## 阅读材料
******************************

如果channel中有数据或者bytebuffer中有剩余空间,就一直循环读取。要注意实际开始读取的位置是position+this.start,这是因为这个FileRecord也仅仅是从channel的start开始。

append

这是文件的写入方法,是从一个MemoryRecords中读取消息写入到磁盘中。

public int append(MemoryRecords records) throws IOException {
        if (records.sizeInBytes() > Integer.MAX_VALUE - size.get())
            throw new IllegalArgumentException("Append of size " + records.sizeInBytes() +
                    " bytes is too large for segment with current file position at " + size.get());

        int written = records.writeFullyTo(channel);
        size.getAndAdd(written);
        return written;
    }

其中memoryRecords的写入方法是:

public int writeFullyTo(GatheringByteChannel channel) throws IOException {
        buffer.mark();
        int written = 0;
        while (written < sizeInBytes())
            written += channel.write(buffer);
        buffer.reset();
        return written;
    }

这些都是NIO中最基本的方法,我们不过多赘述。

最后再介绍一下batch方法。

batch

还记得在初始化FileRecords的时候构造出了一个batch

batches = batchesFrom(start);

它的作用是从FileRecords直接返回一个batch的iterator

public Iterable<FileChannelRecordBatch> batchesFrom(final int start) {
        return () -> batchIterator(start);
    }
private AbstractIterator<FileChannelRecordBatch> batchIterator(int start) {
        final int end;
        if (isSlice)
            end = this.end;
        else
            //有个疑问,为什么不是start+this.sizeInBytes()?
            end = this.sizeInBytes();
        FileLogInputStream inputStream = new FileLogInputStream(this, start, end);
        return new RecordBatchIterator<>(inputStream);
    }

FileLogInputStream从FileChannel创建出一个log input steram。它只有一个方法,nextBatch()

@Override
    public FileChannelRecordBatch nextBatch() throws IOException {
        FileChannel channel = fileRecords.channel();
        if (position >= end - HEADER_SIZE_UP_TO_MAGIC)
            return null;

        logHeaderBuffer.rewind();
        //从channel中的position开始读logHeadBuffer作为head
        Utils.readFullyOrFail(channel, logHeaderBuffer, position, "log header");

        logHeaderBuffer.rewind();
        //从logHeadBuffer中依次独处offset,size和下面的magic
        long offset = logHeaderBuffer.getLong(OFFSET_OFFSET);
        int size = logHeaderBuffer.getInt(SIZE_OFFSET);

        // V0 has the smallest overhead, stricter checking is done later
        if (size < LegacyRecord.RECORD_OVERHEAD_V0)

******************************

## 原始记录
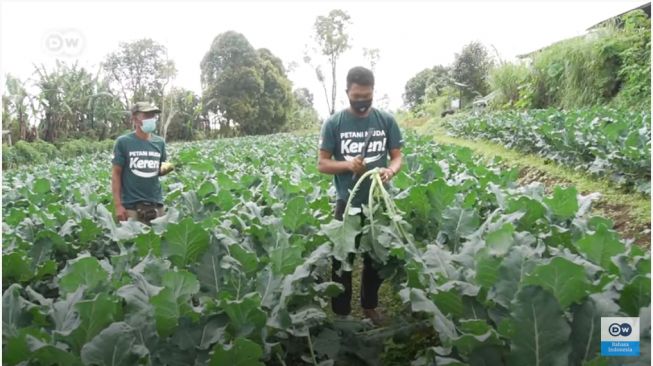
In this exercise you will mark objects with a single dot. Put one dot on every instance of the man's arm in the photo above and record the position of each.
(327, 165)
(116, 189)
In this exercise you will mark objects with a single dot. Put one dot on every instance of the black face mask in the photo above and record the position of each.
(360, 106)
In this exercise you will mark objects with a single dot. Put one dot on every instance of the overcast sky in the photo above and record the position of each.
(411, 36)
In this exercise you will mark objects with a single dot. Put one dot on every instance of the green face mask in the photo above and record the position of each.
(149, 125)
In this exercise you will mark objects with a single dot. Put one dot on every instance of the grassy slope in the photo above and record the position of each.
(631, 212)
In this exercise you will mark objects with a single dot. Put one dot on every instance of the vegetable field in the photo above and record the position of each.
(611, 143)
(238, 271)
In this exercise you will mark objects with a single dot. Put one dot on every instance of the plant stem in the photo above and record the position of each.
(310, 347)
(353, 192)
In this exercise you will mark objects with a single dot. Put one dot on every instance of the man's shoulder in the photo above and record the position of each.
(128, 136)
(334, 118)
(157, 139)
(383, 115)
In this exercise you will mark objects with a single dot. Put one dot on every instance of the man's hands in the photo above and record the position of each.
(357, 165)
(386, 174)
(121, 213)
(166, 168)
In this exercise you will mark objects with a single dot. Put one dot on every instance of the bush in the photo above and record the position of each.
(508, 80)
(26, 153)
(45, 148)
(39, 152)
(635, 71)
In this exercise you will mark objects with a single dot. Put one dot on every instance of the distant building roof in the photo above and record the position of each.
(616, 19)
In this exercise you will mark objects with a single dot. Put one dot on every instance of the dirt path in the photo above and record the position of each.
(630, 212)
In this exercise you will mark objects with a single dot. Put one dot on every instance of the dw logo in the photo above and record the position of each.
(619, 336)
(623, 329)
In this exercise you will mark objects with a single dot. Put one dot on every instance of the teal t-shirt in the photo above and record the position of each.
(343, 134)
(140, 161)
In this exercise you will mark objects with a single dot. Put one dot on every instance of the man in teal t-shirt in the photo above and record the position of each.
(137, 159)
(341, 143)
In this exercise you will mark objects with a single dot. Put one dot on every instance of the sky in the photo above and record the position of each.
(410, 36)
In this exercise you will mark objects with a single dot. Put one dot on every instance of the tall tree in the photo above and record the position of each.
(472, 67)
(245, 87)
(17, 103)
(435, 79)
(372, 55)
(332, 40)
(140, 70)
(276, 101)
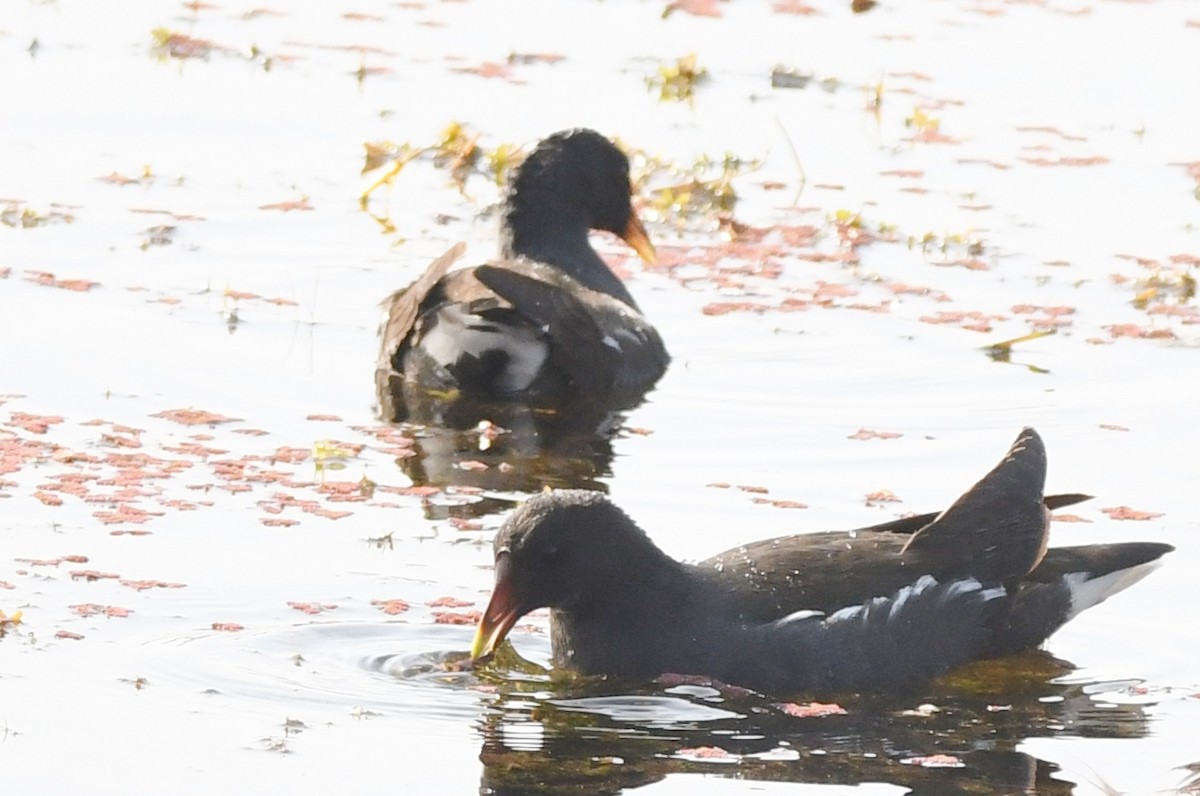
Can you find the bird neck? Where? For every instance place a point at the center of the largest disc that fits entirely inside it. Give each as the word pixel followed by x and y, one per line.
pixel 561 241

******************************

阅读材料的代码里给出了定义的方法有哪些?请列出全部方法名。 作答时只依据阅读材料中的内容。

append、writeFullyTo、batchesFrom、batchIterator、nextBatch